Everything from the line with "Can you see the leafy" through the last line of the records below should be copied exactly, both ends included.

▶

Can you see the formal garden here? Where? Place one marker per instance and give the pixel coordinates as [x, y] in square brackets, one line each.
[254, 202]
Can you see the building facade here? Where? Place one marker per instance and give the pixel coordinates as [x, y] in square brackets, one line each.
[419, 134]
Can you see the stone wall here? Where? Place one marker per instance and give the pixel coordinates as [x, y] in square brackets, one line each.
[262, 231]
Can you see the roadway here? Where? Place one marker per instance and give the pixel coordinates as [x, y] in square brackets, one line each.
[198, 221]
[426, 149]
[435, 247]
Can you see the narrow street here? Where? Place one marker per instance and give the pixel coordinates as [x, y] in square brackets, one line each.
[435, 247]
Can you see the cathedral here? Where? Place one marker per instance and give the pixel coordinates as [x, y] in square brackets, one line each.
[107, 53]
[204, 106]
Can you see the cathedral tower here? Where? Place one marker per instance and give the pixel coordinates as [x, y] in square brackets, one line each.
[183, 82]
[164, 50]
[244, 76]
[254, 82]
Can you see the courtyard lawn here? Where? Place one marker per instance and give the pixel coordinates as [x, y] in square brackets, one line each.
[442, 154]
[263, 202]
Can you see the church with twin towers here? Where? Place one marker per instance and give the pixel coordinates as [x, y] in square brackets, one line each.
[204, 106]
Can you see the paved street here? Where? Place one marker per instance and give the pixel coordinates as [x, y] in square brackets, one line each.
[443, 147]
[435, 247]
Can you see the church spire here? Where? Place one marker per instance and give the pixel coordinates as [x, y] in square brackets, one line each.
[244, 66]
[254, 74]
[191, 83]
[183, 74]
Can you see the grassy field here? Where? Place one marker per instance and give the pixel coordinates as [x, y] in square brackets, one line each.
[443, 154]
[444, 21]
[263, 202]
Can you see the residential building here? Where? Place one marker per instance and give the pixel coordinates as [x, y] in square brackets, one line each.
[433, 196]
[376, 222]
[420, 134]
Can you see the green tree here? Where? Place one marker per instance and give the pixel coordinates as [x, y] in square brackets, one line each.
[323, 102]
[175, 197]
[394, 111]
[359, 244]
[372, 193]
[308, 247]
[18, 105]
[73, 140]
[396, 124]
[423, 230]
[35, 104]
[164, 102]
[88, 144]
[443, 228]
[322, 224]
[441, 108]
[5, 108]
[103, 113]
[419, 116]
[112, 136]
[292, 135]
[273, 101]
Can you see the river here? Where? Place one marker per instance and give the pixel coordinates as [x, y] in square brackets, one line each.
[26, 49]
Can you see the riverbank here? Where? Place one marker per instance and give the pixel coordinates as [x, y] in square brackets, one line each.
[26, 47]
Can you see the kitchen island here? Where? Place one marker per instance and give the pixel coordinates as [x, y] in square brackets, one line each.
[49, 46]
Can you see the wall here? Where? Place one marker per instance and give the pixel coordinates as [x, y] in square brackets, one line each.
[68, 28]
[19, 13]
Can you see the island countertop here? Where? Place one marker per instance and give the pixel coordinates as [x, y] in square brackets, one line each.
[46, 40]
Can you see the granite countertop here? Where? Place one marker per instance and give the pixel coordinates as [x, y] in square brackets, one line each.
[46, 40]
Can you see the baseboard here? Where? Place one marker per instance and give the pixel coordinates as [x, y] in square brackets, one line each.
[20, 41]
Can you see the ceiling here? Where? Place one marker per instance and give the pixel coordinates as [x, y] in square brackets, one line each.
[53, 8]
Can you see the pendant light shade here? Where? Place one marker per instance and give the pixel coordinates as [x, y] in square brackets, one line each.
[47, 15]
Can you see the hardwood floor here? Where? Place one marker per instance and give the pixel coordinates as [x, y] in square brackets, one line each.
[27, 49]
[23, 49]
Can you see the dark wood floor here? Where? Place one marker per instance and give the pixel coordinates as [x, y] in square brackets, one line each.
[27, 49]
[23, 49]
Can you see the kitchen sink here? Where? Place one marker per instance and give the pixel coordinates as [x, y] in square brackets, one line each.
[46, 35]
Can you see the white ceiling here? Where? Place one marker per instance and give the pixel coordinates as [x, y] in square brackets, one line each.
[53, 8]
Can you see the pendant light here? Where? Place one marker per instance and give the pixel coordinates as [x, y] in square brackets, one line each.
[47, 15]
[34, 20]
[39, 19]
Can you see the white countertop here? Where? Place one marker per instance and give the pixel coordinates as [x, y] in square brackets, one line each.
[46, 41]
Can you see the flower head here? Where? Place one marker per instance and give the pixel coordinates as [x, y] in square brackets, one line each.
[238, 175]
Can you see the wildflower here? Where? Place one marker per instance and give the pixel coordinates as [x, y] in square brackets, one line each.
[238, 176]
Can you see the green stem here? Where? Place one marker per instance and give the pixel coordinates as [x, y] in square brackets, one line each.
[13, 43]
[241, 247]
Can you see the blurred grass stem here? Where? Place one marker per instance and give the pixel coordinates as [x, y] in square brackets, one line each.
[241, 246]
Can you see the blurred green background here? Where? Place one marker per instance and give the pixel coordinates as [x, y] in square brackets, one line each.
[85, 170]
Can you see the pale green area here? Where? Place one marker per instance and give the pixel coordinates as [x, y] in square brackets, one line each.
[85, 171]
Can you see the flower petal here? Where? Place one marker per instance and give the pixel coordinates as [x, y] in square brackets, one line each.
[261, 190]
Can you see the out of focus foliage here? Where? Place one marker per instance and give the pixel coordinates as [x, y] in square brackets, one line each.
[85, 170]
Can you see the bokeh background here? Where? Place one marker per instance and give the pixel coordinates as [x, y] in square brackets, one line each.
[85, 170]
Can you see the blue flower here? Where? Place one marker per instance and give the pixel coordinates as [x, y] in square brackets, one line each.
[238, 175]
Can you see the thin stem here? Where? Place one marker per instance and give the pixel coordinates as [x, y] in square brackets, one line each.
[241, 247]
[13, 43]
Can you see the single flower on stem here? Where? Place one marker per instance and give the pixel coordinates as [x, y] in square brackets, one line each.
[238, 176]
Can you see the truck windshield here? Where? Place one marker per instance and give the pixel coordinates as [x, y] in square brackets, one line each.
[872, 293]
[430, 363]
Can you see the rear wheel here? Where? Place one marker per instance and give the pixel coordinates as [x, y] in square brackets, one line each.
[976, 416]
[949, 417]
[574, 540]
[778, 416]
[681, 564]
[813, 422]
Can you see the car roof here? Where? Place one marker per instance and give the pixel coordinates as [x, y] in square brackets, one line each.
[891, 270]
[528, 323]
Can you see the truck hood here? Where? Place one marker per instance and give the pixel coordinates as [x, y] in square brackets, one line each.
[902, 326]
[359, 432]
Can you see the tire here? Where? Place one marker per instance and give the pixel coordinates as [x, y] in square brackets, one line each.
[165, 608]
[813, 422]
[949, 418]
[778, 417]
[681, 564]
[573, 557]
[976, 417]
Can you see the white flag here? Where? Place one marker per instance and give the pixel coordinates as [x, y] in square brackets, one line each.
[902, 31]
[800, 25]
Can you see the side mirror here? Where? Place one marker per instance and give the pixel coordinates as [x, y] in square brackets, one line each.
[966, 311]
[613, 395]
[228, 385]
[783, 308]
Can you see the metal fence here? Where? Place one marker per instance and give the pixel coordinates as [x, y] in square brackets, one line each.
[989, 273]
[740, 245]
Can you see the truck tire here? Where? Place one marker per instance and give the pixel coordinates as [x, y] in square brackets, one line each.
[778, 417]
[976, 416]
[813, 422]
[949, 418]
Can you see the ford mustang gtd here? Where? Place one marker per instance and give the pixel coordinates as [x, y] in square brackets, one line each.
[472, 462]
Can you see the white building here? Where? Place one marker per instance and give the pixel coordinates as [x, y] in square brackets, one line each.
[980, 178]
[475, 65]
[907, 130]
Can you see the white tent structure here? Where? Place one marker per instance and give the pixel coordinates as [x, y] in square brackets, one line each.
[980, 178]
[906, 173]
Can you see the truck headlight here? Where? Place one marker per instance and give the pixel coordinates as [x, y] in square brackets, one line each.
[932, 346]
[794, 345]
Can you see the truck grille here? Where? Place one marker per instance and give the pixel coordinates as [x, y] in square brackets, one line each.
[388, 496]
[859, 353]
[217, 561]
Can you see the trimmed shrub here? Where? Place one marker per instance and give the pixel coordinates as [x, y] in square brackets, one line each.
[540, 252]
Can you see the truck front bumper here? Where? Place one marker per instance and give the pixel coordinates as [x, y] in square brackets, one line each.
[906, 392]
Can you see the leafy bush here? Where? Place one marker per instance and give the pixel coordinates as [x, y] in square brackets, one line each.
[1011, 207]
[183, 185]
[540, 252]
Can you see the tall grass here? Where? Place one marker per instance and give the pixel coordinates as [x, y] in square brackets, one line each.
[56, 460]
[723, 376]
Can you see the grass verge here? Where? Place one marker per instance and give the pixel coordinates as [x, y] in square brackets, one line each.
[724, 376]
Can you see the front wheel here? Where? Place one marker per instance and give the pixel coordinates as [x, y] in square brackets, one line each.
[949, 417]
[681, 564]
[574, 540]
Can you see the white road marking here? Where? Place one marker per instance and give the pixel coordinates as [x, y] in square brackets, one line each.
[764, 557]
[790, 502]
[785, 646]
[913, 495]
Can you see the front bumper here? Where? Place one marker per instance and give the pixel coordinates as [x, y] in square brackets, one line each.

◀

Exercise solution –
Can you see the leafy bush here? Where? Place one marker per instance and give the pixel coordinates as [x, y] in square brackets, one line each.
[1011, 207]
[183, 185]
[540, 252]
Can you see the tall grass here? Where? Place one marker per instance and give the pixel coordinates as [x, y] in square brackets, one line each.
[56, 460]
[723, 376]
Can you see the grass verge here? Where? Place one marker per instance and give the pixel coordinates as [x, y] in square brackets, one line each.
[724, 376]
Can you see the front wheel here? Where? Place one marker per instance and give the pixel coordinates as [x, y] in square brackets, one line each.
[949, 417]
[681, 564]
[574, 540]
Can you see the white road marking here? Where? Place one marker per instance and give the pixel coordinates as [x, y] in square brackets, one line each.
[764, 557]
[790, 502]
[785, 646]
[913, 495]
Can you see the front bumper here? Where? Place one marker per instance and give the pixel coordinates as [x, y] in square brackets, one line each.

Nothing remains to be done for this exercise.